File/Code Organization

  • Not required, just personal preference for easier maintenance
  • Folders in extension directory: bin, doc, sql, src, test, updates
  • sql/ contains: functions, tables, types, [etc]
  • Allows easier maintenance of script code since all functions aren't maintained in a single file
  • More later on how to put it all back together into the required file format...
  • Important Note: Ensure code in sql/ files matches the code in the update scripts.
    • Meld - Tool for doing side-by-side file diff comparison

Build Installation

  • Full details at V.36.16. Extension Building Infrastructure
  • PG_CONFIG - path to pg_config of PostgreSQL install to build against. Just set to "pg_config" to use the one in current PATH
  • MODULES(_big) - shared library objects to build
  • EXTENSION - extension name that matches control file name
  • SCRIPTS(_built) - script files that install to prefix/bin
  • MODULEDIR - subdir of prefix/share" where DATA and DOCS goes. Defaults to "extension" when EXTENSION is set
  • DOCS - documentation files installed to prefix/doc/$MODULEDIR
  • Use PGXS build infrastructure to easily build against an existing PostgreSQL install.
    
    PGXS := $(shell $(PG_CONFIG) --pgxs)
    include $(PGXS)
                                

Build Installation (cont)

  • DATA - files to install to prefix/share/$MODULEDIR (usually sql files).
  • Use Make build macros to piece the sql files back together into the required, single script file.
  • Include the updates folder in the DATA definition so it gets copied with the main script file.
  • 
    EXTVERSION = $(shell grep default_version $(EXTENSION).control | \
                   sed -e "s/default_version[[:space:]]*=[[:space:]]*'\([^']*\)'/\1/")
    
    all: sql/$(EXTENSION)--$(EXTVERSION).sql
    
    sql/$(EXTENSION)--$(EXTVERSION).sql: $(sort $(wildcard sql/types/*.sql)) $(sort $(wildcard sql/tables/*.sql)) $(sort $(wildcard sql/functions/*.sql))
    	cat $^ > $@
    
    DATA = $(wildcard updates/*--*.sql) sql/$(EXTENSION)--$(EXTVERSION).sql
    EXTRA_CLEAN = sql/$(EXTENSION)--$(EXTVERSION).sql
                                
  • EXTRA_CLEAN - Usually just the main sql script since it's dynamically generated

Build Instructions (cont)

  • Version checking at build time
  • 
    PG94 = $(shell $(PG_CONFIG) --version | egrep " 8\.| 9\.0| 9\.1| 9\.2| 9\.3" > /dev/null && echo no || echo yes)
    
    ifeq ($(PG94),yes)
        [... Do all your build stuff here ...]
    else
    $(error Minimum version of PostgreSQL required is 9.4.0)

** Data shown **

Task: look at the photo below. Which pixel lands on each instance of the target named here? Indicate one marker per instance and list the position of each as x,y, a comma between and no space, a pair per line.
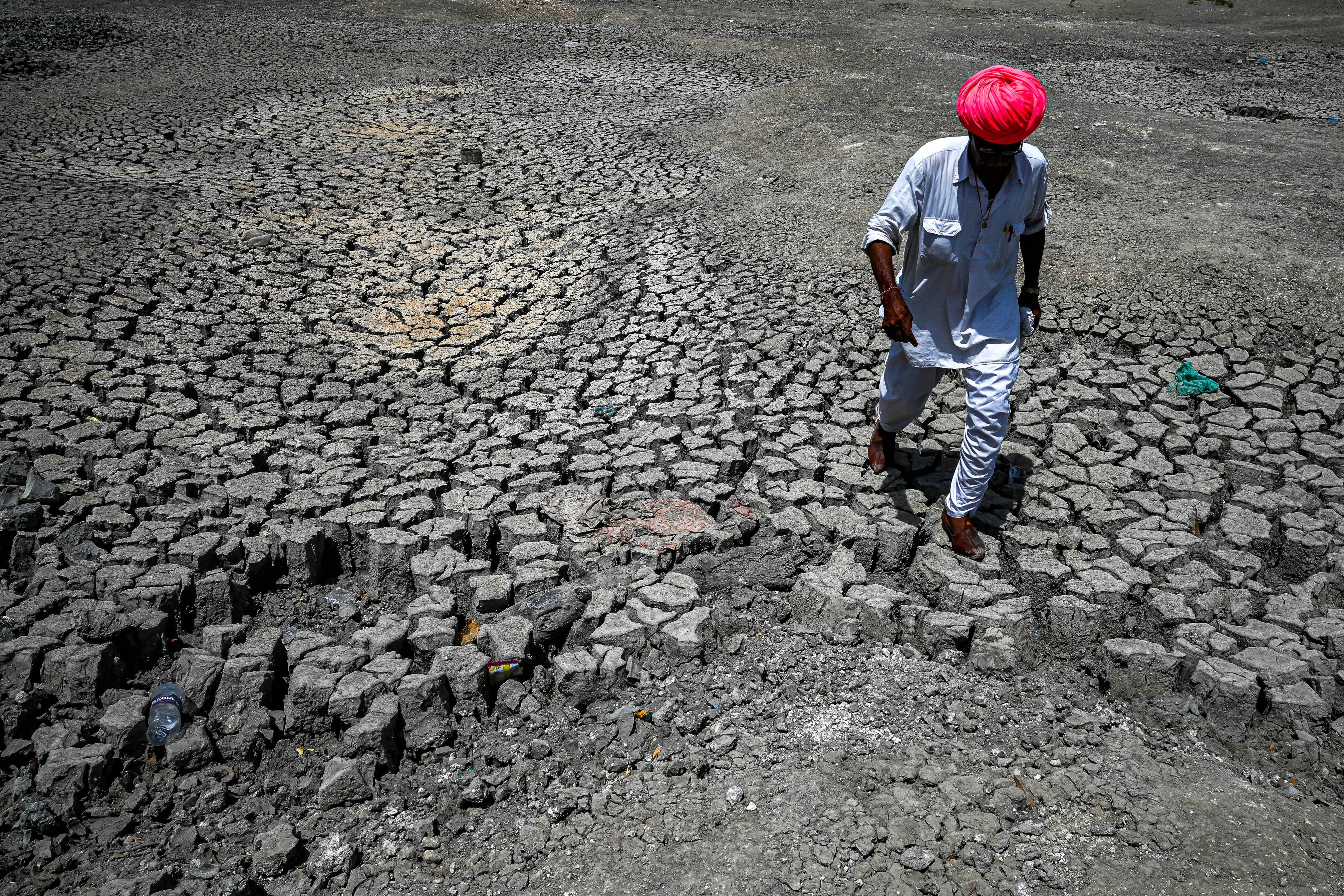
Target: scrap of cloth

** Directives **
**1.** From the PostgreSQL extension build notes, copy the passage from "include $(PGXS)" up to and including "main script file." word for word.
**2.** In the PostgreSQL extension build notes, what minimum PostgreSQL version does the version check require?
**3.** Carry on the PostgreSQL extension build notes from the point where they stop.

** Answers to the problems **
**1.**
include $(PGXS)
                                

Build Installation (cont)

  • DATA - files to install to prefix/share/$MODULEDIR (usually sql files).
  • Use Make build macros to piece the sql files back together into the required, single script file.
  • Include the updates folder in the DATA definition so it gets copied with the main script file.

**2.** PostgreSQL 9.4.0

**3.**
    endif
                                
  • Full example Makefile: https://github.com/keithf4/pg_partman/blob/master/Makefile

Personal Experience Tips

Predictable Naming

  • Whenever possible, explicitly name all objects the extension creates.
  • Indexes, constraints, foreign keys, etc.
  • Having a known, predictable name makes doing updates on such things later much easier
  • Ex. Automatically named constraints/indexes on the same column get unpredictable names as time goes on.
  • 
    CREATE INDEX part_config_type_idx ON @extschema@.part_config (partition_type);
    
    CREATE TABLE part_config_sub (
        sub_parent text 
        , sub_partition_type text NOT NULL
        [...]
        , CONSTRAINT part_config_sub_pkey PRIMARY KEY (sub_parent)
        , CONSTRAINT part_config_sub_sub_parent_fkey FOREIGN KEY (sub_parent) REFERENCES @extschema@.part_config (parent_table) ON DELETE CASCADE ON UPDATE CASCADE DEFERRABLE INITIALLY DEFERRED
        , CONSTRAINT positive_premake_check CHECK (sub_premake > 0)
    );
                                

Preserving Privileges

  • You will, at some point, have to drop and recreate a function because you change its definition and cannot use CREATE OR REPLACE ...
  • User may have granted additional privileges on extension objects that you cannot predict
  • If you have to drop and recreate objects, that will remove the user's custom grants
  • 
    CREATE TEMP TABLE partman_preserve_privs_temp (statement text);
    
    INSERT INTO partman_preserve_privs_temp 
    SELECT 'GRANT EXECUTE ON FUNCTION @extschema@.create_function_id(text, bigint) TO '||array_to_string(array_agg(grantee::text), ',')||';' 
    FROM information_schema.routine_privileges
    WHERE routine_schema = '@extschema@'
    AND routine_name = 'create_function_id'; 
    
    DROP FUNCTION @extschema@.create_function_id(text, bigint, boolean); 
    
    [... Do all your update code here ...]
                                

Preserving Privileges (cont)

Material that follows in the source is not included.